§ Dokumenttext:
**********
Lebendige Stadt ist ein Ort, an dem die Grenzen zwischen Innen und Außen möglichst verschwimmen. Je öfter wir eintreten oder mit dem Blick in Schaufenster, Foyers und Vorbereichen verweilen können, desto spannender ist unser Spaziergang durch die Stadt.
Kleinteilige Strukturen schaffen viele Ein- und Ausgänge, sie vermehren Belebung und Frequenz. Nichts ist für den Flaneur langweiliger und unattraktiver als der Weg entlang verklebter Fassaden von Supermärkten und Einkaufszentren. Je gegliederter und durchmischter die Strukturen und Funktionen sind, umso größer ist auch die Wahrscheinlichkeit breit über den Tag verteilter Öffnungszeiten.
Die Innen- und Außenräume einer Stadt sind wie kommunizierende Gefäße, je stärker die Verbindungen, desto mehr profitiert das Eine vom Anderen.
09. Künftige Mobilität mitdenken
Unsere Mobilität steht vor großen Umbrüchen. Selbständig fahrende, emissionsfreie Verkehrssysteme werden mittelfristig Einzug halten. Diese Technologiesprünge können Platz schaffen auf den Straßen und Parkplätzen, die Aufenthaltsqualität in den Quartieren erhöhen und neue Gestaltungsfreiräume bringen.
Jedes neue Projekt muss deshalb so angelegt sein, dass es einen Beitrag zur Verkehrswende leistet und flexibel auf künftige Umbrüche reagieren kann.
Die verkehrspolitischen Chancen, die in Bregenz Mitte liegen, dürfen nicht unter die Räder kommen: Wir brauchen an der Seestraße Platz für Fußgänger und Radfahrer und eine Gleichrangigkeit aller Verkehrsteilnehmer, einen Boulevard anstatt 400 Meter Stadtautobahn in einer der schönsten Lagen von Bregenz.
**********
§ Bereitgestellte Daten:
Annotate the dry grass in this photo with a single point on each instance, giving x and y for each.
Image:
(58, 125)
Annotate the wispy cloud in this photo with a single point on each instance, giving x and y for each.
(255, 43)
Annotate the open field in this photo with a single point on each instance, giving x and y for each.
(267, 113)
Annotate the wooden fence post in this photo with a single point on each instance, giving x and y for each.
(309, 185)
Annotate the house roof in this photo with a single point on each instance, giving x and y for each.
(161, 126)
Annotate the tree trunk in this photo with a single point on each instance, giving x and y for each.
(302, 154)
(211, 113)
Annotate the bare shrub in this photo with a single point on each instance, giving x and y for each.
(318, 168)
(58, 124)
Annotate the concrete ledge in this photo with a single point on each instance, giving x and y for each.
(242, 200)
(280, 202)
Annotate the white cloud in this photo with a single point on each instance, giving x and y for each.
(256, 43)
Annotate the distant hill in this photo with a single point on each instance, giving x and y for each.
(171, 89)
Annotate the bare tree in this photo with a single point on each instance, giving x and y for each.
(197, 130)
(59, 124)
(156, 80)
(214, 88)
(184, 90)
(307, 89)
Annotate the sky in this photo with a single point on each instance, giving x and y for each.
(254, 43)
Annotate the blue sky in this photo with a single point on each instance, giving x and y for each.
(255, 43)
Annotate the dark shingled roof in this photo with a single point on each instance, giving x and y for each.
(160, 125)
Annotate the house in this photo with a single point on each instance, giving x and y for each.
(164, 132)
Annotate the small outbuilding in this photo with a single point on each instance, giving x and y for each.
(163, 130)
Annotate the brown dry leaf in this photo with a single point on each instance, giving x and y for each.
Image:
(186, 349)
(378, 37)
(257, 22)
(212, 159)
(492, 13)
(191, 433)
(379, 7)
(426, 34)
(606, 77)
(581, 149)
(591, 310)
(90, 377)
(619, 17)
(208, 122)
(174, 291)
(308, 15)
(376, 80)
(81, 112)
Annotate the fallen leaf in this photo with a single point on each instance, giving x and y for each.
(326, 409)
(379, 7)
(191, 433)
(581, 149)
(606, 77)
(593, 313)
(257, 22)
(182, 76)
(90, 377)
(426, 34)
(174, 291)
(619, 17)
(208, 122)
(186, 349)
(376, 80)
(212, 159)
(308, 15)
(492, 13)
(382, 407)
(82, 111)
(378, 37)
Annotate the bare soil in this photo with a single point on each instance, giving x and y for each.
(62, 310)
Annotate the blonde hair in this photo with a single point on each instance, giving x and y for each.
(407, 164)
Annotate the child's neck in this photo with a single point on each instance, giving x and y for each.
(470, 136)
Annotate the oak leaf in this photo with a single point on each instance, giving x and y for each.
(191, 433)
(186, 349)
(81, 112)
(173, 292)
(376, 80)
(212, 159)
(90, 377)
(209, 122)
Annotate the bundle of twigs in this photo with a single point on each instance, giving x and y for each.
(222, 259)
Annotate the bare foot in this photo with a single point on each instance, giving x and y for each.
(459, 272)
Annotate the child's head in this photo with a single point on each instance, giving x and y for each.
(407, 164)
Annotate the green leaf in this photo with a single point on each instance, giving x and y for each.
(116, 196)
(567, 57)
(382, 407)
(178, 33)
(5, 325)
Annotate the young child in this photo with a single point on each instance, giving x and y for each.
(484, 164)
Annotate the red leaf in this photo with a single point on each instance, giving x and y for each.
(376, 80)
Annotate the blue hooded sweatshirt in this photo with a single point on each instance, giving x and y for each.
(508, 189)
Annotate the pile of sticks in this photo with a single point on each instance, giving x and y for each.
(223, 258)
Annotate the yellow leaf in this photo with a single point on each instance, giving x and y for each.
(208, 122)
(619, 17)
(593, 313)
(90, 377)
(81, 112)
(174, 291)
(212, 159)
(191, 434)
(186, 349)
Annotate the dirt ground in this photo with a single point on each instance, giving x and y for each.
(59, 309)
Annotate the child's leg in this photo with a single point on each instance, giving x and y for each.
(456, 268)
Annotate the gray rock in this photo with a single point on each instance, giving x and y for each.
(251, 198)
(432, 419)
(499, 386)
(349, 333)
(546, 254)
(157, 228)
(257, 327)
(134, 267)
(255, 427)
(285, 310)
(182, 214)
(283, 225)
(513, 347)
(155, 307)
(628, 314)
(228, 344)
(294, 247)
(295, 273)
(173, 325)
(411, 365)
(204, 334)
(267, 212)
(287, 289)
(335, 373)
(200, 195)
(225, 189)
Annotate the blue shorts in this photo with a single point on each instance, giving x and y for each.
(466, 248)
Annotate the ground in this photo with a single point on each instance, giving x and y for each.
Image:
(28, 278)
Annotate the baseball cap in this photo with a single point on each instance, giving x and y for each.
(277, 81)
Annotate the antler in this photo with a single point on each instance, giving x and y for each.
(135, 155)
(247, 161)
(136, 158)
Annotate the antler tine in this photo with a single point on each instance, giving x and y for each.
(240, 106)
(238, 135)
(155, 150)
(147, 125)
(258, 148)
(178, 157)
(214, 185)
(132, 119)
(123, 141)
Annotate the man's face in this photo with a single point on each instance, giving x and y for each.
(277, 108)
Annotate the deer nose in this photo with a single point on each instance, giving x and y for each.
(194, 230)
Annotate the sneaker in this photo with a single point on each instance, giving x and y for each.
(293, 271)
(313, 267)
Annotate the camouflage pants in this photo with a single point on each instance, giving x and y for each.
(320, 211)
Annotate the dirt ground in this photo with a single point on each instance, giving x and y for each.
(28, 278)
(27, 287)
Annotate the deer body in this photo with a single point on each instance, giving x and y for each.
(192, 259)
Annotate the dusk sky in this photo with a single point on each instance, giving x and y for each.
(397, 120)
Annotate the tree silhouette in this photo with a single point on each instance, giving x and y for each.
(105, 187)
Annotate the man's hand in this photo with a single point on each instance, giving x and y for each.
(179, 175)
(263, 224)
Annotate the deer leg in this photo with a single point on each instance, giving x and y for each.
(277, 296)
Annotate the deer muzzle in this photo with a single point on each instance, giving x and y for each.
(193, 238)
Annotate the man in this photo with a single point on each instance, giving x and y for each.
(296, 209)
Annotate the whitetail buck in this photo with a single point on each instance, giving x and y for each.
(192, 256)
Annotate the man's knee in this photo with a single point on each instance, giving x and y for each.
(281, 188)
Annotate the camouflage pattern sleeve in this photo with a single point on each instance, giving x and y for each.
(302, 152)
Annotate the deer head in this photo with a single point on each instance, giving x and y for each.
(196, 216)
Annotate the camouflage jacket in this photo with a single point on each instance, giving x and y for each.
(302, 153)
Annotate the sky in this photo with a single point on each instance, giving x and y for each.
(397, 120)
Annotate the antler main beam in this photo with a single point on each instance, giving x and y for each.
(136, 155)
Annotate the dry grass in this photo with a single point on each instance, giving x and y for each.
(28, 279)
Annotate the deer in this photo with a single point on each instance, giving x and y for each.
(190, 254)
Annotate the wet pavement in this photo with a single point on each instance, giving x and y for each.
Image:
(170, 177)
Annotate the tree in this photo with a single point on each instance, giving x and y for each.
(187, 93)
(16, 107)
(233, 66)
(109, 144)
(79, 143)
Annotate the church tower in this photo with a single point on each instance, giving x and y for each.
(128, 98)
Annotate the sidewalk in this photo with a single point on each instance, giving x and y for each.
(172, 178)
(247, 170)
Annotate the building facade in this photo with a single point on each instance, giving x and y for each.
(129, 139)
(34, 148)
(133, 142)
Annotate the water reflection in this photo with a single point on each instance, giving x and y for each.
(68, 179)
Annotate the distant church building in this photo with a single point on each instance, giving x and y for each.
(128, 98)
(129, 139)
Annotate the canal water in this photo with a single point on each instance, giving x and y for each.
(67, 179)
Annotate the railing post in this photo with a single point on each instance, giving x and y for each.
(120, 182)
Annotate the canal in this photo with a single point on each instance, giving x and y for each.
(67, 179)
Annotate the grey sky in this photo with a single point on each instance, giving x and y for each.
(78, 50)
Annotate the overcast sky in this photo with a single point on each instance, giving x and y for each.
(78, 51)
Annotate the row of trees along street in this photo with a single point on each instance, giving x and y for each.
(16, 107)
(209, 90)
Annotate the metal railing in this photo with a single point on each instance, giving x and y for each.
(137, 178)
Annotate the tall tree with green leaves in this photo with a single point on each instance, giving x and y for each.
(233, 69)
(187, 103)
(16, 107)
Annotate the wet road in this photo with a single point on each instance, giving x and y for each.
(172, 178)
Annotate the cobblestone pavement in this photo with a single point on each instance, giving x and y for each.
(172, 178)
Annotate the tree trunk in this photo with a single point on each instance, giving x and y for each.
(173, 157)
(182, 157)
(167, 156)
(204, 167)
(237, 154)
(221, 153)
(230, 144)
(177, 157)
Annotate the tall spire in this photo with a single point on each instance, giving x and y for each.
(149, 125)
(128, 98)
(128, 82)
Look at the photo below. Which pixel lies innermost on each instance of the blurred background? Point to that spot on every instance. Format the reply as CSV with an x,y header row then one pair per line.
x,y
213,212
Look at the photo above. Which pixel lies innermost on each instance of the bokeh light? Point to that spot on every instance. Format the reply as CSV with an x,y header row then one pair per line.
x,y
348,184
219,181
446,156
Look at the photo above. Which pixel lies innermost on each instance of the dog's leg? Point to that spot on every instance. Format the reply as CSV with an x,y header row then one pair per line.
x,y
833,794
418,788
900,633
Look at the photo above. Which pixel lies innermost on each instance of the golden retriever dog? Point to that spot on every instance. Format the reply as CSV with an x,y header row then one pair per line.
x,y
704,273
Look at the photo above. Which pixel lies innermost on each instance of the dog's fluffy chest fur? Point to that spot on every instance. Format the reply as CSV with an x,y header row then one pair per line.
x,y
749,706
**********
§ Aufgabenbeschreibung: Schreiben Sie bitte aus dem Text zur Stadtgestaltung in Bregenz den Abschnitt von „Jedes neue Projekt“ bis einschließlich „Lagen von Bregenz.“ wortgetreu ab.

§ Fertige Antwort:
Jedes neue Projekt muss deshalb so angelegt sein, dass es einen Beitrag zur Verkehrswende leistet und flexibel auf künftige Umbrüche reagieren kann.
Die verkehrspolitischen Chancen, die in Bregenz Mitte liegen, dürfen nicht unter die Räder kommen: Wir brauchen an der Seestraße Platz für Fußgänger und Radfahrer und eine Gleichrangigkeit aller Verkehrsteilnehmer, einen Boulevard anstatt 400 Meter Stadtautobahn in einer der schönsten Lagen von Bregenz.